>> begin Reading text

Beyond all of that, I am a sum of my experiences - not as limitations, but as beautiful badges of a life well-lived.
I have had so much beauty in my life. I have my family around me. I am relatively healthy, I am lucky enough to have success in various facets of my life, and I am surrounded by amazing and powerful friends. My spirit has been so low and broken many times throughout my life. I have dealt with a lot - just like any other person on this earth. I have also lived through incredible things. Beautiful, heart-brimming, love exploding moments. I have found my lobster. I have two incredible, talented, wise old souled children to be the charge of in this life. I have incredible pets (who are annoying but literally are my children's spirit animals). I have met such powerful women who have brought so much magic in my life. I have developed beautiful relationships that are the cornerstone for my work here on earth.
At the end of the day, I feel so fulfilled. Even if I am not where I am supposed to end up. Even if I have no clue where all of this is taking me. Even if I am not as ahead as I thought I would be at grown ass thirty-five. I used to FEAR getting older, and now - I have my grays showing, I embrace the beauty in experience and in the character growth, I see the magic in becoming the crone.
I used to fear getting older.
But I do not anymore.
It is a gift to live. It is a treasure to experience this life and to continue on this thread for so much time. I have come to understanding how precious it is to be here. To feel like this. To love like this. To have the capacity to learn and grow and become.
I don't know why I have been so nostalgic and grateful lately, but I feel like there has been a softening within me. Maybe it is just that I am so close to this solar return and maybe just looking at my life as a whole. All of the things I have experienced, all of the beauty and the pain. All of the healing I have been hard focused on and also the magic that keeps coming into my life. As I open up, as I dive deep into my soul and self, I see the thread of it all. I have been an adult for a long time, but I finally am feeling comfortable in it. I am taking risks, I am making changes, I am holding on to the steering wheel. Not gripping but holding and easing as life unfurls for me.

>> end Reading text
>> begin Dataset records

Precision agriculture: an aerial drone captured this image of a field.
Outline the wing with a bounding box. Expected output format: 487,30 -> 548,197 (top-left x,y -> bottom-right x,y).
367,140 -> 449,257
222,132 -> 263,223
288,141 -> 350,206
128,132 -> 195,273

>> end Dataset records

[Task instructions]:
A. From the essay on getting older above, list every sentence that begins with the words "Even if".
B. Reproduce the essay on getting older word for word, everything from "At the end of" down to "do not anymore.".

[Answers per task]:
A.
- Even if I am not where I am supposed to end up.
- Even if I have no clue where all of this is taking me.
- Even if I am not as ahead as I thought I would be at grown ass thirty-five.

B.
At the end of the day, I feel so fulfilled. Even if I am not where I am supposed to end up. Even if I have no clue where all of this is taking me. Even if I am not as ahead as I thought I would be at grown ass thirty-five. I used to FEAR getting older, and now - I have my grays showing, I embrace the beauty in experience and in the character growth, I see the magic in becoming the crone.
I used to fear getting older.
But I do not anymore.